━━ Stored data ━━
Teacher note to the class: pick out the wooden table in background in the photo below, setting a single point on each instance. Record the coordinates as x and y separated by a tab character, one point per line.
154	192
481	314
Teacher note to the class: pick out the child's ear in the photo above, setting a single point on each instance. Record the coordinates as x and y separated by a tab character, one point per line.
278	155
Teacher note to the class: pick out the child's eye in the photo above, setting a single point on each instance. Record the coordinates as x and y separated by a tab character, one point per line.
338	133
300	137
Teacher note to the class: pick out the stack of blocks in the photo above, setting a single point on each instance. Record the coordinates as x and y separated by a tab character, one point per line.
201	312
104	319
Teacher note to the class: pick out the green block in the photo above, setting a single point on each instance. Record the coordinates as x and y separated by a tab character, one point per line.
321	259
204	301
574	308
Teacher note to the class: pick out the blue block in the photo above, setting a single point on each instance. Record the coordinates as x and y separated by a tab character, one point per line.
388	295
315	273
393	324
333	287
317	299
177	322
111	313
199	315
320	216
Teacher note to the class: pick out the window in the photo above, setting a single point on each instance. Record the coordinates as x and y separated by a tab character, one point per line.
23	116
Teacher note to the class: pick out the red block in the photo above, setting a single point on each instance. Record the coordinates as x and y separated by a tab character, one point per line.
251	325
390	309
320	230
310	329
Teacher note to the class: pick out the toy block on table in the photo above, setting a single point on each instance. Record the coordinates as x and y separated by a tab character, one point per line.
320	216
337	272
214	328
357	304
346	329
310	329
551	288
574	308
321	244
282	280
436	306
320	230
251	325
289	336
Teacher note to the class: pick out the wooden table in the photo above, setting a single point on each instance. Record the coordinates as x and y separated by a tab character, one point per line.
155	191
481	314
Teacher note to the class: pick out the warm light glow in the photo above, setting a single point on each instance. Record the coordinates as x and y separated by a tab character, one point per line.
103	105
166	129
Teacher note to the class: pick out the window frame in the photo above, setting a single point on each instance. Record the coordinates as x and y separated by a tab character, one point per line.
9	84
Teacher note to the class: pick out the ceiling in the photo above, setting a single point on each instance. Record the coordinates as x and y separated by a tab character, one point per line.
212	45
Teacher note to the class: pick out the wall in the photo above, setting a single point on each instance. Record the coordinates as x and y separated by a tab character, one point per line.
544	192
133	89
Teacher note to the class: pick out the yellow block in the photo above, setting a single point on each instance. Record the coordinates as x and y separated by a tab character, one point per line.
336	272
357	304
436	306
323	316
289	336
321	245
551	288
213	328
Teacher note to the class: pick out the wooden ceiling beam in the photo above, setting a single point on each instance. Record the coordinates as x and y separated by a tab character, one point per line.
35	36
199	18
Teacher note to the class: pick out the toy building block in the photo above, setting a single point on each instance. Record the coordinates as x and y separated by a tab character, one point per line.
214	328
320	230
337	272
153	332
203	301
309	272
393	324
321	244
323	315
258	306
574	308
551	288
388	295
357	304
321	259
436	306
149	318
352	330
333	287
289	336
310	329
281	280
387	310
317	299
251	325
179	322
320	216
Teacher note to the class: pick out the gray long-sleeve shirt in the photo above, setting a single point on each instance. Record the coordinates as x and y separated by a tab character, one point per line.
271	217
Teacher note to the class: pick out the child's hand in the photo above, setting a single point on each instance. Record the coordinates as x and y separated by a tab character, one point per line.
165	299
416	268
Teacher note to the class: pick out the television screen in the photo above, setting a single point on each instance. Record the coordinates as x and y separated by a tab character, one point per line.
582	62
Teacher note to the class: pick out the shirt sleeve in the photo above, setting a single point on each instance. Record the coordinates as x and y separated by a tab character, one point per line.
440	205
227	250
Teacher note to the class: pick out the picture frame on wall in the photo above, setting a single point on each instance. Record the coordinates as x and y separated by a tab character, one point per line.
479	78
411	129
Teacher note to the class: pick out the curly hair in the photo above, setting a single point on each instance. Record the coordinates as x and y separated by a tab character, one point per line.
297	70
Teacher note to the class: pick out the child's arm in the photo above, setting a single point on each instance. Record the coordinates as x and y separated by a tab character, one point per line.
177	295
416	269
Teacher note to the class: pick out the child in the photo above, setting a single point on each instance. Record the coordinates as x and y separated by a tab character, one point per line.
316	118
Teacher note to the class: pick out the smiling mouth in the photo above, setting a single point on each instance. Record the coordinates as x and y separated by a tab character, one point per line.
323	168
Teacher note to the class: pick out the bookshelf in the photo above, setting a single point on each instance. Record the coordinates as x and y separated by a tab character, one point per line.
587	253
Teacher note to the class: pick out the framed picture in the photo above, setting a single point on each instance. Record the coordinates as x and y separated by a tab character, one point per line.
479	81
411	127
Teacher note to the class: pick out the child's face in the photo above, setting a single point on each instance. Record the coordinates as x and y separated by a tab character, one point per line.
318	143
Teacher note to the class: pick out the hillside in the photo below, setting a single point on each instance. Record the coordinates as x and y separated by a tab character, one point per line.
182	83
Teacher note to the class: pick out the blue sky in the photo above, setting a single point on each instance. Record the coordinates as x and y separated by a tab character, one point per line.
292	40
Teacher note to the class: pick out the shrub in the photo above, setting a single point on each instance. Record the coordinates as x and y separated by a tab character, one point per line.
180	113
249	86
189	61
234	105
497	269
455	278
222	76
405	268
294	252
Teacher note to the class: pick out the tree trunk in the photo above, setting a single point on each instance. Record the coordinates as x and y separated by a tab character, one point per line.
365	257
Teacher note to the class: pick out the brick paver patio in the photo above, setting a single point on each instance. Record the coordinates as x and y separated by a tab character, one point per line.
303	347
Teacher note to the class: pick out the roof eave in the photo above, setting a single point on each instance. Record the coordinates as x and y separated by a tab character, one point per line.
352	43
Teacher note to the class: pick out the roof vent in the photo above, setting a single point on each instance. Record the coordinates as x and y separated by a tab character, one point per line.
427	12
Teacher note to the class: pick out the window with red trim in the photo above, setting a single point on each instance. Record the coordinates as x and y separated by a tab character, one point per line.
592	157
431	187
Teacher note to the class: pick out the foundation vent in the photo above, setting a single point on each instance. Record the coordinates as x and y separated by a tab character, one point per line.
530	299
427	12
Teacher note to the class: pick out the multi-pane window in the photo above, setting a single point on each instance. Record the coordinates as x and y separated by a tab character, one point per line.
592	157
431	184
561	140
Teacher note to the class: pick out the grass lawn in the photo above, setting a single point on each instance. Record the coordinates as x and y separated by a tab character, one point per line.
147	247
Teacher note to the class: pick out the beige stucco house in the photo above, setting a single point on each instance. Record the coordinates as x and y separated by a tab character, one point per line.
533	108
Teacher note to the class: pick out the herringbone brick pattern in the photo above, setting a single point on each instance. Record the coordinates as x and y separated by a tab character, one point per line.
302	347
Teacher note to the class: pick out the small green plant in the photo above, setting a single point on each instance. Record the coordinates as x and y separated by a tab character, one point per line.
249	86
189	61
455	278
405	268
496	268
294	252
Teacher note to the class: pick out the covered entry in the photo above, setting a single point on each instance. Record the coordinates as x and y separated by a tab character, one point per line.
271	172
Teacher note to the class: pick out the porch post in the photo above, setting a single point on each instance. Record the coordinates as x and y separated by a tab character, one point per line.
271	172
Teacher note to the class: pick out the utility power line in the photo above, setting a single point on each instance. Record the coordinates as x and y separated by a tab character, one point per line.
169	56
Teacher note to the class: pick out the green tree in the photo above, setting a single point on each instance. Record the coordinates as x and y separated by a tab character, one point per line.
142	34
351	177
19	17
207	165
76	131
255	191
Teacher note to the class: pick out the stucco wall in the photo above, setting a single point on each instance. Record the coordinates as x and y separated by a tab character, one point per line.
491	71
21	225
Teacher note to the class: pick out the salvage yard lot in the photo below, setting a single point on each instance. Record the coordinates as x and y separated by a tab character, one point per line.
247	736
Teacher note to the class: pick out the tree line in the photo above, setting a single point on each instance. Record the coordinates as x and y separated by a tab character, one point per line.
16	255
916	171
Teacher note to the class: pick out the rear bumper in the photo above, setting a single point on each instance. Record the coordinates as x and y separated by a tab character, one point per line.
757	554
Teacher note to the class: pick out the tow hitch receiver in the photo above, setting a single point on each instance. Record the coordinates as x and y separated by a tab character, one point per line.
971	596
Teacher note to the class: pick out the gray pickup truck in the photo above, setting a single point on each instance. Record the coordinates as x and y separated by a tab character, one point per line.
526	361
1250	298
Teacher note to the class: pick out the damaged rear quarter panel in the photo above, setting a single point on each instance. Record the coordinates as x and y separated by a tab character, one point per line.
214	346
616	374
━━━
Given instruction: All lines from the one that contains "Teacher note to the class: pick out the tow" through the end of the material are to be quoted exactly, with both ends included.

Solution:
Teacher note to the class: pick out the tow hitch receiver in the photo above, setting a single point on each instance. Record the coordinates as x and y separated by a tab character, one point per line.
971	596
Teacher note to the class: pick out the gray pickup truck in the photo above, setting a single point on each instance. Record the coordinates as x and y separated by a tab character, one point per line.
526	361
1250	298
Teacher note to the class: pick out the damaged rear quarter panel in the photo above, setting a single point on each instance. Record the coordinates as x and y separated by a tab character, one point per line.
214	346
616	374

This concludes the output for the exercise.